===== TEXTE RETENU

Ils sont revenus dix ans plus tard. Avec le temps, et l'amour des maths, l'intérêt s'était déplacé. J'aimais en eux les modèles complexes, capables, au travers de règles déterministes, de simuler des évènements imprévisibles, et de forcer les joueurs a adopter un comportement "historiquement plausible". J'aimais aussi cette implication gratuite, le temps passé à apprendre les règles d'un seul jeu, puis à jouer patiemment, des jours, des semaines...

Plus que les jeux, c'étaient les systèmes, leur variété, qui me plaisaient. Alors, je me suis mis à collectionner de plus en plus de jeux. J'essayais de jouer certains, d'autres étaient juste lus, d'autres enfin, gardés, pour des jours meilleurs, ou achetés pour la beauté de la collection. A la fin j'en avais plus d'une centaine, qui occupaient le grenier de ma maison.

Et puis, un jour, j'ai quitté cette maison, en laissant derrière tout ce qui prenait de la place: mon piano, mes livres, mes partitions, mes wargames... J'ai recommencé une vie où il n'y avait pas de grande pièce vide au grenier, pas de piano, ni de partitions, juste une petite bibliothèque avec quelques livres. Une vie sans wargames, où des nouveaux centres d'intérêt avaient remplacé les précédents.

Je ne crois pas qu'on puisse refaire sa vie, encore moins en changer. Certains goûts, certaines passions, connaissent des éclipses, mais reviennent forcément car ils nous définissent. Dix ans plus tard, j'ai eu une maison avec un grenier, et de l'espace sur mes étagères. Et cette année, en Février, j'ai acheté un piano. C'était certain, les wargames allaient revenir...

C'est arrivé la semaine dernière. De façon un peu inattendue, toute ma collection est réapparue chez moi. Toutes ces boites moches, qui sentent le renfermé après avoir passé 10 ans dans un grenier, sont là, dans une pièce, et me regardent les ouvrir, feuilleter des règles, déplier des cartes à hexagones, pousser des bouts de carton...

Le rideau se lève donc sur l'acte trois, et je me dis que cette fois, je vais peut être essayer d'y jouer, pour changer... J'ai la place, je peux prendre le temps. En restant raisonnable, je dois pouvoir jouer à trois ou quatre jeux par an. Pour une centaine de jeux (90 je crois, mais j'en achèterai probablement encore quelques uns, je me connais...), ca nous fait une trentaine d'année, et 45+30...

==========

CONSIGNE DONNÉE:
Recopiez à l'identique le passage du texte sur les wargames qui s'ouvre sur les mots contenant « Ils sont revenus » et se referme sur « de ma maison. ». Les enregistrements n'interviennent en rien dans ce travail.

===== DONNÉES FOURNIES

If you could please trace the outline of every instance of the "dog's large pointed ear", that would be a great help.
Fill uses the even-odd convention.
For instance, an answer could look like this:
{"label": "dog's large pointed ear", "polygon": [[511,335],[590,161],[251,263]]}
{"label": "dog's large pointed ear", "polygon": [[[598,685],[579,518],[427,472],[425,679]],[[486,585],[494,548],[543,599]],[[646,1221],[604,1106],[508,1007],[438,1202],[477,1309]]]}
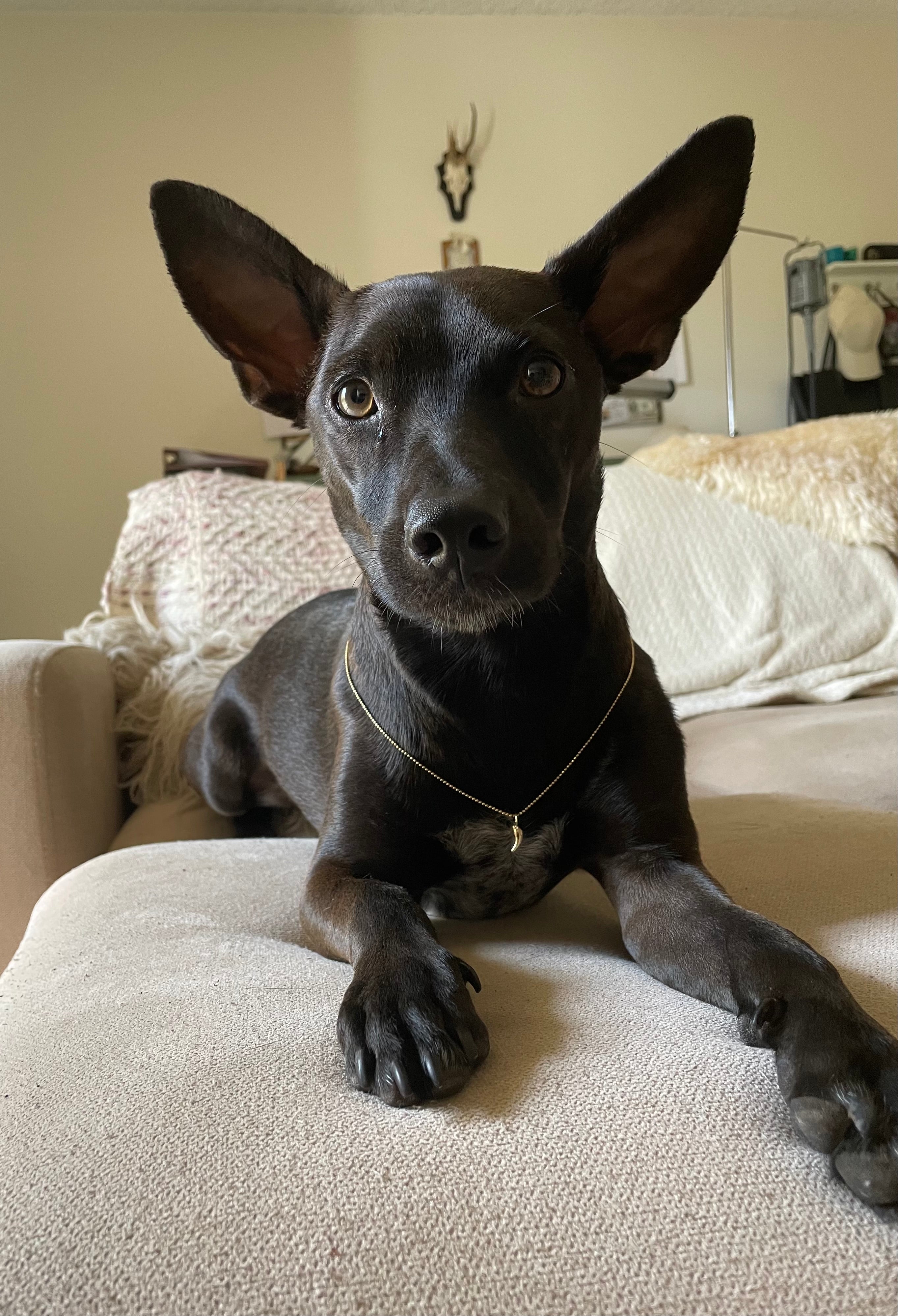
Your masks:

==========
===== DONNÉES FOURNIES

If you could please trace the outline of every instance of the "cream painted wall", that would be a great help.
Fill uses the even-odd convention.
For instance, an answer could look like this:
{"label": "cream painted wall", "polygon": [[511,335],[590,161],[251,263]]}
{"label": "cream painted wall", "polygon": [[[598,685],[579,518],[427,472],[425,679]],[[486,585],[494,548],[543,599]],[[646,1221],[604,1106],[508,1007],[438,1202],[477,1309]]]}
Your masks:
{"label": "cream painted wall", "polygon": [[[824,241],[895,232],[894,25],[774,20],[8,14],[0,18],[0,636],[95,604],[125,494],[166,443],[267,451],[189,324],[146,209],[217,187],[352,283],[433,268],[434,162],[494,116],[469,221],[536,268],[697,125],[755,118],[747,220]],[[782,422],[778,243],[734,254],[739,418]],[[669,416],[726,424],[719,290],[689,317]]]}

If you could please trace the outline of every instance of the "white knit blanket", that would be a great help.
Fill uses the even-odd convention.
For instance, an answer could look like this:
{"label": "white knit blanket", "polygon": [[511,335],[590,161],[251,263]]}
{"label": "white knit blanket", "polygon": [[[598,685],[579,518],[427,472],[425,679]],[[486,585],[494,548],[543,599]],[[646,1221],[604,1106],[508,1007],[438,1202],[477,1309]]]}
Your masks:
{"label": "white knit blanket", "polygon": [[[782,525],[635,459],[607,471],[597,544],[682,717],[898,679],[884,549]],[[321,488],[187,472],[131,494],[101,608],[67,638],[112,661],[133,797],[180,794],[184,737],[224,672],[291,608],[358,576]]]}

==========
===== DONNÉES FOURNIES

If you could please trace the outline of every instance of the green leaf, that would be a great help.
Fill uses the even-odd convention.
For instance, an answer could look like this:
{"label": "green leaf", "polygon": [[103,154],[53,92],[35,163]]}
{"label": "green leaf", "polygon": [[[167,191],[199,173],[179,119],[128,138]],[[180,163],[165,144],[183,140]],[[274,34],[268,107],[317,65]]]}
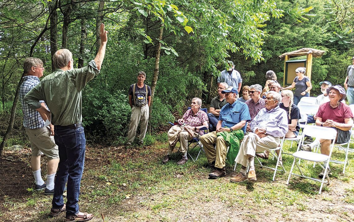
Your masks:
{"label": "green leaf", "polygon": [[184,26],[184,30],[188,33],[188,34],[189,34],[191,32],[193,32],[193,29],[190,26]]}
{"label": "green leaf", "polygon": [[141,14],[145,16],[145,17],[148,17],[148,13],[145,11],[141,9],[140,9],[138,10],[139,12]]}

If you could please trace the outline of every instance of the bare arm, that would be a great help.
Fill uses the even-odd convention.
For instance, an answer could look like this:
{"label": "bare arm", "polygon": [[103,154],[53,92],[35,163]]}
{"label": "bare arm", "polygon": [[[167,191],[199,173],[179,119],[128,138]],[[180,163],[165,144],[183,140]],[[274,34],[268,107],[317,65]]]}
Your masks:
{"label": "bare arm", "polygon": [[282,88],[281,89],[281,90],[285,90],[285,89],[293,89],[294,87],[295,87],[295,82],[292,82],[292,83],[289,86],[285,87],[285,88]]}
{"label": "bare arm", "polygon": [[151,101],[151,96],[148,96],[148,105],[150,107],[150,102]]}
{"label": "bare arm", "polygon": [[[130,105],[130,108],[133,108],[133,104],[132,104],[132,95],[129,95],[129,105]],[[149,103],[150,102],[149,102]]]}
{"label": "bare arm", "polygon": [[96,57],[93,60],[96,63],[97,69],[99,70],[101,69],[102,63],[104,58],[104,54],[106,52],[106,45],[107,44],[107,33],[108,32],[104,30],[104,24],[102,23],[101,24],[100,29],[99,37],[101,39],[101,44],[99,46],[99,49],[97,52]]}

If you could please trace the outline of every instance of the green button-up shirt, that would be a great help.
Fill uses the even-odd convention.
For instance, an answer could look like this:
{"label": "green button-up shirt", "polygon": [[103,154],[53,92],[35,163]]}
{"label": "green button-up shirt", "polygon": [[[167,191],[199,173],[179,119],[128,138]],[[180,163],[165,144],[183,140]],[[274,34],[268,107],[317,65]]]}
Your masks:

==========

TRAVAIL RÉALISÉ:
Ils sont revenus dix ans plus tard. Avec le temps, et l'amour des maths, l'intérêt s'était déplacé. J'aimais en eux les modèles complexes, capables, au travers de règles déterministes, de simuler des évènements imprévisibles, et de forcer les joueurs a adopter un comportement "historiquement plausible". J'aimais aussi cette implication gratuite, le temps passé à apprendre les règles d'un seul jeu, puis à jouer patiemment, des jours, des semaines...

Plus que les jeux, c'étaient les systèmes, leur variété, qui me plaisaient. Alors, je me suis mis à collectionner de plus en plus de jeux. J'essayais de jouer certains, d'autres étaient juste lus, d'autres enfin, gardés, pour des jours meilleurs, ou achetés pour la beauté de la collection. A la fin j'en avais plus d'une centaine, qui occupaient le grenier de ma maison.